WORK TO DO: Return every line below as is, leaving out the pictures.

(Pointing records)
○ ○ ○ ○

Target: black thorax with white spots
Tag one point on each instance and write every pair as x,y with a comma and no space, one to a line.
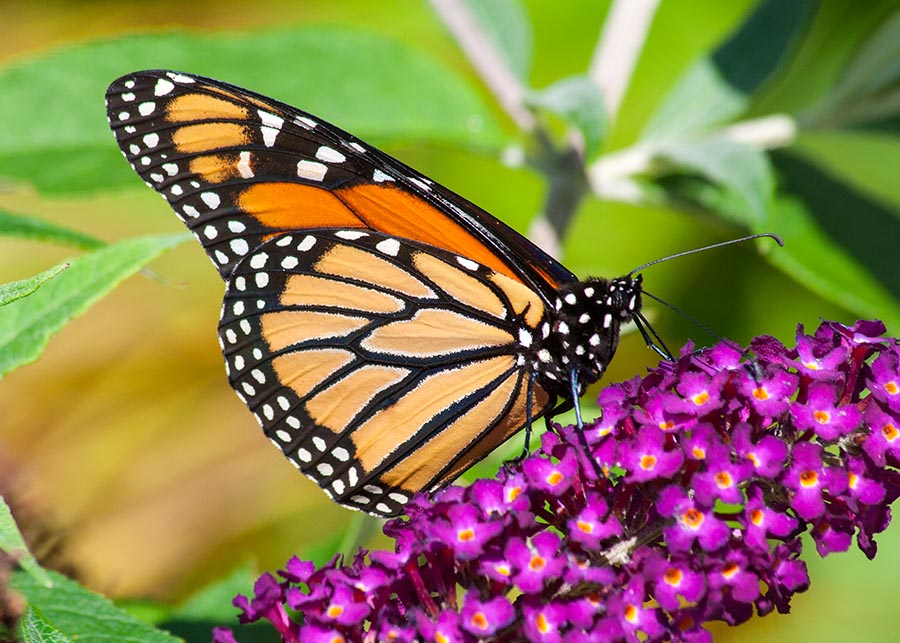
581,331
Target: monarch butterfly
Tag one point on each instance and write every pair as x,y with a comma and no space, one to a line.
386,333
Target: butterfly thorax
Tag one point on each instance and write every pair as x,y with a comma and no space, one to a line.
581,331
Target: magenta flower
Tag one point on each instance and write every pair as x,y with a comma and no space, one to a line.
715,465
822,414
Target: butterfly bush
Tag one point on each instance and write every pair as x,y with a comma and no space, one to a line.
709,471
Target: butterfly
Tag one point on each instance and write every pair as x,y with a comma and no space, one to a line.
386,333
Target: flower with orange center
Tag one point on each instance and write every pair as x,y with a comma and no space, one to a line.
673,576
809,478
648,462
724,480
465,535
693,519
700,398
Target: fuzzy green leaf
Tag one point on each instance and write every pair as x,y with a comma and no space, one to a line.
26,325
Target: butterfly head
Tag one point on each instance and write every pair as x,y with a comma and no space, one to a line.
586,322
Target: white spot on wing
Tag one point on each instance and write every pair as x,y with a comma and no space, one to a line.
389,247
329,155
311,170
239,246
211,199
305,123
163,87
179,78
244,168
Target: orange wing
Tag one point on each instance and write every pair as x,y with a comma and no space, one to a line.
238,167
381,367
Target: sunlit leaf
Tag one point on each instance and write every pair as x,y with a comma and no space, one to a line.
507,25
868,91
26,325
17,289
34,628
579,102
838,242
13,225
82,615
718,87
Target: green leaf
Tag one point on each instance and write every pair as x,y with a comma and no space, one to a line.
213,602
12,543
869,89
82,615
579,102
838,242
17,289
27,324
12,225
373,86
507,25
718,87
34,628
736,179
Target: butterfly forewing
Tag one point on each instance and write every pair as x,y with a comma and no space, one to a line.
386,332
237,166
379,366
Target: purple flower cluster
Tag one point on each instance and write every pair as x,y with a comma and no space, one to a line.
714,465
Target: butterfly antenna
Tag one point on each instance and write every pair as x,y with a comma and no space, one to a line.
688,317
770,235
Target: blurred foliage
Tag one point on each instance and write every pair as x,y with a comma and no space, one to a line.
126,428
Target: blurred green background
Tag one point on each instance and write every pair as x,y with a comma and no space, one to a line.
126,434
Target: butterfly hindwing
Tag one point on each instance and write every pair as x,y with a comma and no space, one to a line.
237,167
380,366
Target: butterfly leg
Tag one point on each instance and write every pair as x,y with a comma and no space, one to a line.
579,425
526,449
652,337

○ ○ ○ ○

TASK SOLUTION:
Target: black thorax with white spots
Tag one point on each instance and write every pair as x,y with a comma and no space, one to a line.
581,331
Target: monarch butterfly
Tag one point on each instance and write every pair as x,y with a comma and no space, one to a line.
386,333
Target: butterfly thorax
Tag one point on each instance and write every pair as x,y with a comma and no space, one to a line.
581,331
Target: magenta flower
Tag one point on each instance and write every pair as x,y with a comma and no space, one to a line.
715,465
822,414
Target: butterfly bush
Tag one point on each instance and write every pair as x,y with a comma and no space, one to a line.
709,471
Target: butterfly
Tag one point on each instance and write every pair as x,y with a comma and no space, one to a line.
386,333
Target: flower with orange center
Tag one point on each instance and write every pair as x,y with a comma and no space, one to a line.
673,576
809,478
648,462
724,480
465,535
693,519
700,398
Target: fuzzy green leaf
Tag one point on each instance and write every pair as x,y with a comma and no space, one to a line.
26,325
Target: butterfly head
Tag one point on each instance and write every pair as x,y with a comma and no space, one to a line.
586,322
Target: white spot on wing
Tag one point on each instance and write every pair as x,y with a comma and no space, one to a line.
389,247
329,155
311,170
239,246
211,199
305,123
163,87
179,78
244,168
Target: orange wing
Tag one point on each instance and write every pair as x,y with a comma and no space, one to a line.
238,167
381,367
Target: sunlit leaf
Tag one point on each instance and write every pair as x,y with a comma and no space, one to a line.
507,25
868,91
26,325
17,289
34,628
579,102
838,242
13,225
82,615
718,87
Target: green leaf
Tag one point on each instance and write every pair as x,y with a comma and no space, one to a line.
213,602
12,543
869,89
82,615
579,102
838,242
17,289
27,324
12,225
373,86
507,25
718,87
34,628
736,179
Target: butterfly forewing
Tag one point on each instance and write every pair as x,y with a comma and no space, one to a line.
386,332
237,166
379,366
Target: purple flower cluster
Tag one point on each instance and write every pair as x,y with a comma and no space, one to a line.
714,465
Target: butterfly antenna
Tag one point on each instance and write every pair as x,y with a comma and no space, one to a line.
688,317
770,235
Target: blurred foliage
Tag one point on each instance and write every pair as x,y with a comma and no space, one to a line.
126,428
Target: blurred green background
Tag one point on each instance and write every pair as x,y with a comma and no space, one to a line.
126,434
Target: butterfly hindwing
Tag one point on each instance and write every pair as x,y with a comma and no space, one to a line.
237,167
380,366
Target: butterfly leg
Tag one point on each instance and write every pair as x,y with a comma and no space, one to a line.
579,425
526,449
652,337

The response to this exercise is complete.